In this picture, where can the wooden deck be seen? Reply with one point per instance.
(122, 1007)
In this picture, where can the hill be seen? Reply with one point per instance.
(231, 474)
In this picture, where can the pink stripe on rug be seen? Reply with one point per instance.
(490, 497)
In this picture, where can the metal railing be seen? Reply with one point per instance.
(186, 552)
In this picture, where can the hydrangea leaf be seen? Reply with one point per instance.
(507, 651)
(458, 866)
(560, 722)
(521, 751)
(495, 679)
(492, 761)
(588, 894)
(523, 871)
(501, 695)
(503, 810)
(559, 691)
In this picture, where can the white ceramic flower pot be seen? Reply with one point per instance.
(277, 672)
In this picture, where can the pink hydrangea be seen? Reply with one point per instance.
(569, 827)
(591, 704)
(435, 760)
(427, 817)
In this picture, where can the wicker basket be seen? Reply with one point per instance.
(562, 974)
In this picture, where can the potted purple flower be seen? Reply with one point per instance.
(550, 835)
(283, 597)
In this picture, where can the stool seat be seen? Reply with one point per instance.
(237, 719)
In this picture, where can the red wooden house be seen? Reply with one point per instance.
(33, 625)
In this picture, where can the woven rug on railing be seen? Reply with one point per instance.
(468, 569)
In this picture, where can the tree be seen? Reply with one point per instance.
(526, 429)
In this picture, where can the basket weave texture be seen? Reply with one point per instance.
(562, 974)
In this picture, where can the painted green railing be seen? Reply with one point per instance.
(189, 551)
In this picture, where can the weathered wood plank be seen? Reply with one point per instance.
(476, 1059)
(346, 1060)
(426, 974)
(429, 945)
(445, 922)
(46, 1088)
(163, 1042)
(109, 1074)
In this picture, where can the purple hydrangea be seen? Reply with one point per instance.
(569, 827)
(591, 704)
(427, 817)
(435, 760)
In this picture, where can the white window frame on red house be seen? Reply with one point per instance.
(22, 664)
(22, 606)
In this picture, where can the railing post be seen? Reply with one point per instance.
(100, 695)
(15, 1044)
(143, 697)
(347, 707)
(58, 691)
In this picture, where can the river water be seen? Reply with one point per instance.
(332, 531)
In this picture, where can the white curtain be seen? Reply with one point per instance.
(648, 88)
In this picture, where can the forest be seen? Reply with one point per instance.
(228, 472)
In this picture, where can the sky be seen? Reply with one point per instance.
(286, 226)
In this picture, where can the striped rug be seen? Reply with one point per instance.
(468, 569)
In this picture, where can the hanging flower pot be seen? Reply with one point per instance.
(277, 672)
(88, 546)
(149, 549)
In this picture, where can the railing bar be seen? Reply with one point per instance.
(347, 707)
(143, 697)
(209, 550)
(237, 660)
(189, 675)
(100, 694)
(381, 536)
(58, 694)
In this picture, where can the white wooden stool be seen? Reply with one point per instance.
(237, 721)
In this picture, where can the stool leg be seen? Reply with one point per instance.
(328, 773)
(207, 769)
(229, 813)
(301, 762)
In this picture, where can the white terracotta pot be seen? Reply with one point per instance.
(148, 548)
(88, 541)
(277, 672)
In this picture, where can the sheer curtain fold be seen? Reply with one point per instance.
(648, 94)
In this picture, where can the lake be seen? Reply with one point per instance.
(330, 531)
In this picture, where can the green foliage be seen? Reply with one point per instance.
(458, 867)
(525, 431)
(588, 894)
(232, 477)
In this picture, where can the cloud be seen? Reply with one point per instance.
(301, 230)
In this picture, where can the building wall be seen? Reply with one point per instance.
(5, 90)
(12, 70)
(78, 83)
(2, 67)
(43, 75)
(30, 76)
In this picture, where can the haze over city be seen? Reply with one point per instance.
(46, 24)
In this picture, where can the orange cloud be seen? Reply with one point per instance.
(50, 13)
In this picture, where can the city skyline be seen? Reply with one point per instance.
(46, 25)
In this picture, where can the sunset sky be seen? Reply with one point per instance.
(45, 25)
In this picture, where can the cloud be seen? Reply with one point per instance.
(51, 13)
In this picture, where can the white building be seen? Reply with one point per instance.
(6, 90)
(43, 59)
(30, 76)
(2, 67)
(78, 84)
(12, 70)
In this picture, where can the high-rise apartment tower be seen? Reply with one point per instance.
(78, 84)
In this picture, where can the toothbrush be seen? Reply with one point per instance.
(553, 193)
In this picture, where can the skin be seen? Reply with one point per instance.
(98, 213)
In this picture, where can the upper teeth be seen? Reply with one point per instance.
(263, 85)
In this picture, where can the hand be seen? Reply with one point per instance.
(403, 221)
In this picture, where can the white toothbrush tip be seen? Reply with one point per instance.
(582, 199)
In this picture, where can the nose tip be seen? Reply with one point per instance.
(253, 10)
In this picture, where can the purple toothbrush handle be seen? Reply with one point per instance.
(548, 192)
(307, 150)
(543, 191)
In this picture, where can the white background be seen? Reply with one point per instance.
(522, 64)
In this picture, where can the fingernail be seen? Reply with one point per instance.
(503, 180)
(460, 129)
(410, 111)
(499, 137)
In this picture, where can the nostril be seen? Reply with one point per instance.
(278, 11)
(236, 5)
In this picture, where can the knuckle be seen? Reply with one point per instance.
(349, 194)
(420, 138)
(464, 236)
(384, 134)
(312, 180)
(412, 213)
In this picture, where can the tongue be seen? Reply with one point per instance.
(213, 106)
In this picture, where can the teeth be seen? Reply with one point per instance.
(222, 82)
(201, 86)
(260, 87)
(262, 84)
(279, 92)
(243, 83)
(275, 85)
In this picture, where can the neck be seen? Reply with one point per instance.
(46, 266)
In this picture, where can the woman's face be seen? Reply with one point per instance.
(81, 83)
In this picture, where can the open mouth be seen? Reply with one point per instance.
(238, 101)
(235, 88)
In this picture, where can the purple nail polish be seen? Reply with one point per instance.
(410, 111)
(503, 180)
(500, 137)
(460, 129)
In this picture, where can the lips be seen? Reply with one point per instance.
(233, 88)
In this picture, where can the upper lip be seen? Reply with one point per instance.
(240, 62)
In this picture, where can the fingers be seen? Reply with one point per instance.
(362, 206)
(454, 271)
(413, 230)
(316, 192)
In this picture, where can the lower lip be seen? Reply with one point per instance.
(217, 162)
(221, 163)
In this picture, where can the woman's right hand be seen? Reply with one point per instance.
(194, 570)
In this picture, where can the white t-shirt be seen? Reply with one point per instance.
:::
* [Work to do]
Above are the records; copy all of them exactly.

* [Finished answer]
In this picture, where can the wooden deck be seen? Reply with one point per instance.
(122, 1007)
In this picture, where can the hill be seen? Reply with one point per instance.
(231, 474)
In this picture, where can the pink stripe on rug be seen? Reply with one point per instance.
(490, 497)
In this picture, where can the metal railing be seen? Reply with one point per instance.
(186, 552)
In this picture, where can the hydrangea leaf be seen? Reply with one point per instance.
(507, 651)
(458, 866)
(560, 722)
(521, 751)
(495, 679)
(492, 761)
(588, 894)
(523, 871)
(501, 695)
(503, 810)
(559, 691)
In this picture, where can the white ceramic flower pot be seen? Reply with one point per instance.
(277, 672)
In this picture, where can the pink hydrangea be seen? Reply with one point per instance.
(569, 827)
(591, 704)
(435, 760)
(427, 817)
In this picture, where can the wicker basket be seen? Reply with one point per instance.
(562, 974)
In this picture, where can the potted purple flower be seen? Reply with one point per instance.
(550, 835)
(283, 597)
In this picture, where can the stool seat be seen? Reply with one point per instance.
(237, 719)
In this picture, where can the red wooden house be seen? Reply with one point per instance.
(33, 625)
In this picture, where can the woven rug on railing be seen? Reply with one point per instance.
(468, 569)
In this picture, where can the tree be seen? Reply with one point per instance.
(526, 429)
In this picture, where can the basket weave texture be seen? Reply with one point per instance.
(562, 974)
In this picture, where can the painted green railing be seen? Reply with one point per instance.
(189, 551)
In this picture, where can the weathered wood plank be seen? Reply with one point per instance.
(476, 1059)
(346, 1060)
(426, 974)
(429, 945)
(445, 922)
(46, 1088)
(163, 1042)
(109, 1074)
In this picture, where can the purple hydrangea be seen? Reply with one point per instance.
(569, 827)
(591, 704)
(427, 817)
(435, 760)
In this picture, where can the white window frame on red house be seen? Reply with one point per instance.
(22, 664)
(22, 606)
In this picture, where can the railing post be seen? Reply with one point per instance.
(100, 695)
(15, 1044)
(143, 697)
(347, 707)
(58, 691)
In this picture, where can the river water be seen? Reply with one point per instance.
(332, 531)
In this picture, where can the white curtain be seen? Reply with one point per instance.
(648, 88)
In this picture, where can the forest be seen? Reply with one point per instance.
(228, 472)
In this picture, where can the sky be seen? Reply with one point per instance.
(286, 226)
In this picture, where can the striped rug be seen? Reply with one point per instance.
(468, 569)
In this picture, where can the hanging flower pot be seen? Reply with one point per instance.
(277, 672)
(88, 546)
(149, 549)
In this picture, where can the railing bar be seen? Reply with one point per instance.
(347, 707)
(143, 697)
(209, 550)
(237, 660)
(189, 675)
(100, 694)
(381, 536)
(58, 694)
In this picture, where can the white wooden stool be seen? Reply with one point per instance.
(237, 721)
In this picture, where can the stool leg be seen? Reply with one point per instance.
(328, 773)
(207, 769)
(229, 813)
(301, 762)
In this picture, where can the white terracotta pot be seen? Reply with one point per instance.
(148, 548)
(88, 541)
(277, 672)
In this picture, where can the sheer curtain fold be seen? Reply with one point per instance.
(648, 94)
In this picture, where can the lake be seen? Reply with one point per instance.
(330, 531)
In this picture, where can the green foliage be seen? Reply with one point per instance.
(458, 867)
(525, 431)
(588, 894)
(232, 477)
In this picture, where can the cloud be seen? Reply with one point per instance.
(301, 230)
In this picture, where can the building wall be seen? Reply with one point per instance.
(5, 90)
(12, 70)
(78, 83)
(2, 67)
(43, 75)
(30, 76)
In this picture, where can the haze over city be seen? Reply with one point per instance.
(46, 24)
In this picture, where can the orange cloud be seen? Reply with one point per instance.
(50, 13)
In this picture, where can the city skyline be seen? Reply with one point per instance.
(46, 25)
In this picture, where can the sunset sky be seen? Reply with one point per instance.
(45, 25)
In this picture, where can the cloud be seen? Reply with one point per instance.
(51, 13)
In this picture, where can the white building be seen? Reply with one point per instance.
(6, 90)
(43, 59)
(30, 76)
(2, 67)
(78, 84)
(12, 70)
In this picture, where can the high-rise apartment tower be seen? Reply with one point per instance.
(78, 84)
In this picture, where can the toothbrush be seen? Reply with one point per instance.
(553, 193)
In this picture, where can the skin be seen? Reply with one point per instance.
(98, 213)
In this picture, where can the upper teeth be seen? Reply with one point per instance.
(263, 85)
In this picture, where can the hand be seen? Reply with one point per instance.
(403, 221)
In this picture, where can the white toothbrush tip be seen? Reply with one point per instance.
(582, 199)
In this picture, where can the nose tip be seen? Reply with one point per instance.
(253, 10)
In this picture, where can the purple toothbrush handle be seen? Reply with one point per instance.
(548, 192)
(307, 150)
(543, 191)
In this picture, where can the white background be seen? Reply with one point per instance.
(522, 64)
In this picture, where can the fingernail be seen? Reply with one point per instance.
(503, 180)
(460, 129)
(410, 111)
(499, 137)
In this picture, where can the nostril be seen? Reply with one point per instance.
(278, 11)
(236, 5)
In this picture, where can the knuckle be seen? Reply with one point per instance.
(349, 194)
(420, 138)
(464, 236)
(384, 134)
(312, 180)
(412, 213)
In this picture, where can the tongue be seen? Reply with one point per instance.
(213, 106)
In this picture, where can the teeth be seen? Reply with one point per instance.
(222, 82)
(201, 86)
(260, 87)
(262, 84)
(279, 92)
(243, 83)
(275, 85)
In this picture, where can the neck be seen? Reply with one point per instance.
(46, 266)
In this picture, where can the woman's face be seen? Reply with one point per instance.
(81, 83)
In this picture, where can the open mouth be seen? Reply with one point per instance.
(238, 101)
(235, 88)
In this picture, where can the purple nail polish be seen? Reply with one point per instance.
(410, 111)
(503, 180)
(500, 137)
(460, 129)
In this picture, where can the lips be seen? Reply with one point per instance.
(233, 88)
In this picture, where can the upper lip be seen? Reply with one point per instance.
(240, 62)
In this picture, where can the fingers be seen? Reply with one point per instance.
(362, 206)
(454, 271)
(413, 230)
(316, 192)
In this picture, where can the lower lip be seen? Reply with one point per instance.
(217, 162)
(221, 163)
In this picture, where can the woman's right hand be seen? Reply with one point per instance.
(194, 570)
In this picture, where can the white t-shirt be seen? Reply with one point per instance.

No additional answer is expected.